───── Records for the task
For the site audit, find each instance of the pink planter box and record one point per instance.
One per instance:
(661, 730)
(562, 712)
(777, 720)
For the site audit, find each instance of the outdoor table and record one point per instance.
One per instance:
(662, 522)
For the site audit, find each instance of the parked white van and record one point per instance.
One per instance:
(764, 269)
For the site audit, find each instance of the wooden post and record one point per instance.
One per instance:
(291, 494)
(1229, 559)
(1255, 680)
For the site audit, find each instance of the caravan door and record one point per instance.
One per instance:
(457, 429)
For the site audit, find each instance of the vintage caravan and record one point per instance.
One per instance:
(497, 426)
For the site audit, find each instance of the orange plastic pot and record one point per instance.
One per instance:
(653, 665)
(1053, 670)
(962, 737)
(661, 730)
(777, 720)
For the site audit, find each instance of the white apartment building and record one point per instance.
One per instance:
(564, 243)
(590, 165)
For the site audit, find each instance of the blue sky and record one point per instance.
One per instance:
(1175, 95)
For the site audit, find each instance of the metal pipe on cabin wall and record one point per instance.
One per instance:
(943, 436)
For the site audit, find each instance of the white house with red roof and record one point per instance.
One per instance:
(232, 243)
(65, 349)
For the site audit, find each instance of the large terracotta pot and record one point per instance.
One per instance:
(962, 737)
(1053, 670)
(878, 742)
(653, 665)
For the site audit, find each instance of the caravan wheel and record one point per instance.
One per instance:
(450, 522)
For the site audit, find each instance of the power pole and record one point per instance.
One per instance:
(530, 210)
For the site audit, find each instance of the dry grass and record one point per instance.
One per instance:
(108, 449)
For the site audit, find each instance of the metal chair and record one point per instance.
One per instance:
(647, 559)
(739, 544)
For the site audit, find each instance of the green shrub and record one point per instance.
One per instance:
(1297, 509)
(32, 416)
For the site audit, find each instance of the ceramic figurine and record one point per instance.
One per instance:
──────────
About this exercise: Check every line of the entries above, and copy those that carry the string "metal".

Exercise output:
For the site audit, find each instance of the metal pipe on cabin wall and record one point per instance.
For the site audit, find each instance of the metal chair and record one point per instance.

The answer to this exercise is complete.